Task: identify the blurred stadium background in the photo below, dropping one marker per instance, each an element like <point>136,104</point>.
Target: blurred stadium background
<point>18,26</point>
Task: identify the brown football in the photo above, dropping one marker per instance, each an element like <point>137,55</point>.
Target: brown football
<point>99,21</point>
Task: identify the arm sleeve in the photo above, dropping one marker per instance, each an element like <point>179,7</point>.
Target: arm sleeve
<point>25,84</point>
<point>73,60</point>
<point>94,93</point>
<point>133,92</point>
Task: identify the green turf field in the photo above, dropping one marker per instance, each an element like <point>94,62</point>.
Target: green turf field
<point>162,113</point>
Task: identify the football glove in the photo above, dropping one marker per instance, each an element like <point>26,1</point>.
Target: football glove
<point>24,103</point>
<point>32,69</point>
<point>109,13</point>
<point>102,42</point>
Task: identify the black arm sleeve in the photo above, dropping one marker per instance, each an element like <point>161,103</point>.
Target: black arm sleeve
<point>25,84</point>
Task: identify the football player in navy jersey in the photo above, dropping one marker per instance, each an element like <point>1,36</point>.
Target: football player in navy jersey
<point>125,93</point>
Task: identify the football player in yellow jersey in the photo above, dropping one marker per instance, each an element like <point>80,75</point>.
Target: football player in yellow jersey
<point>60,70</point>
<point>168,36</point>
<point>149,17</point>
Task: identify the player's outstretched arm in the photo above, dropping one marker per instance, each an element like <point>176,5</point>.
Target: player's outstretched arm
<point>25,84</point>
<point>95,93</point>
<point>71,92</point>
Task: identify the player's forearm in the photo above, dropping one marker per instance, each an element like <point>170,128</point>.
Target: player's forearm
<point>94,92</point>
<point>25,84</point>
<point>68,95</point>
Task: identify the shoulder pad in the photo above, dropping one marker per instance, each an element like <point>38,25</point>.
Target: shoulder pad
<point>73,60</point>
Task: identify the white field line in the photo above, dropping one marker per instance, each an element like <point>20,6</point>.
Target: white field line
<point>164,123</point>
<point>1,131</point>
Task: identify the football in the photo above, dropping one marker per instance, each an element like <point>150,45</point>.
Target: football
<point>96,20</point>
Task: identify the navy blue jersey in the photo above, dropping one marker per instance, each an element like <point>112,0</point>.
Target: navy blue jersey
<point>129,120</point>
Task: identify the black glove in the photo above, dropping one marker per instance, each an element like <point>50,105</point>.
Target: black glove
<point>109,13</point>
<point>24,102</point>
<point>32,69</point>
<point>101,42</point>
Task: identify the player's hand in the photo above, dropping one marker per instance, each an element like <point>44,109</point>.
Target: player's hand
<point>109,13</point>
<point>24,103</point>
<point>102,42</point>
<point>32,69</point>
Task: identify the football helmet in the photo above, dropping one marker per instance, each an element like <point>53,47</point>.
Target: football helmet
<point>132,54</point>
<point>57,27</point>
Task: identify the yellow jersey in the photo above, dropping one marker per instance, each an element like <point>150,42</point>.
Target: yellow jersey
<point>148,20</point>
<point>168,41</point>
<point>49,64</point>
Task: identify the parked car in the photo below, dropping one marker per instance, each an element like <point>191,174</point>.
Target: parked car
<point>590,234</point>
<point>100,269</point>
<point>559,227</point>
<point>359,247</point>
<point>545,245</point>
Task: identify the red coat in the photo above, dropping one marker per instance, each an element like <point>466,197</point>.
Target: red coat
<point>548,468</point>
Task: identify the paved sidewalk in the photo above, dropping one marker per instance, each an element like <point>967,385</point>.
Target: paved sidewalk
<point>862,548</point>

-----

- [DIRECTIONS FOR THIS TASK]: Rewrite the listing from the line containing "Task: identify the white" through its end as a Markdown table with the columns Row and Entry, numbering each line and leaving out blank lines.

- [REPLY TO THE TASK]:
| Row | Entry |
|---|---|
| 1 | Task: identify the white field line in the photo above, dropping one marker per instance, each an element like <point>20,6</point>. |
| 2 | Target: white field line |
| 3 | <point>164,123</point> |
| 4 | <point>1,131</point> |
| 5 | Task: identify the football in the photo above, dropping one marker per instance, each an element like <point>150,45</point>. |
| 6 | Target: football |
| 7 | <point>96,20</point> |
| 8 | Task: identify the navy blue jersey in the photo above, dropping one marker per instance, each an element like <point>112,0</point>. |
| 9 | Target: navy blue jersey |
| 10 | <point>129,120</point> |
| 11 | Task: identify the black glove in the photo above, dropping one marker per instance, each an element like <point>50,105</point>. |
| 12 | Target: black glove |
| 13 | <point>109,13</point> |
| 14 | <point>24,102</point> |
| 15 | <point>32,69</point> |
| 16 | <point>101,42</point> |
| 17 | Task: identify the player's hand in the photo above, dropping one marker per instance, each an element like <point>44,109</point>. |
| 18 | Target: player's hand |
| 19 | <point>109,13</point> |
| 20 | <point>24,103</point> |
| 21 | <point>102,42</point> |
| 22 | <point>32,69</point> |
| 23 | Task: identify the football helmet in the photo above, dropping one marker per instance, each an element like <point>53,47</point>. |
| 24 | Target: football helmet |
| 25 | <point>132,54</point> |
| 26 | <point>57,27</point> |
| 27 | Task: identify the yellow jersey in the photo above, dropping one marker per instance, each an element like <point>150,42</point>. |
| 28 | Target: yellow jersey |
| 29 | <point>148,20</point> |
| 30 | <point>168,41</point> |
| 31 | <point>49,64</point> |
| 32 | Task: identify the parked car in the photo below, dropping one marker per instance, each an element like <point>191,174</point>. |
| 33 | Target: parked car |
| 34 | <point>590,234</point> |
| 35 | <point>100,269</point> |
| 36 | <point>559,227</point> |
| 37 | <point>359,247</point> |
| 38 | <point>545,245</point> |
| 39 | Task: identify the red coat in the photo above, dropping one marker per instance, each an element like <point>466,197</point>. |
| 40 | Target: red coat |
| 41 | <point>548,468</point> |
| 42 | Task: identify the paved sidewalk in the photo above, dropping one marker per instance, each an element like <point>967,385</point>. |
| 43 | Target: paved sidewalk |
| 44 | <point>862,548</point> |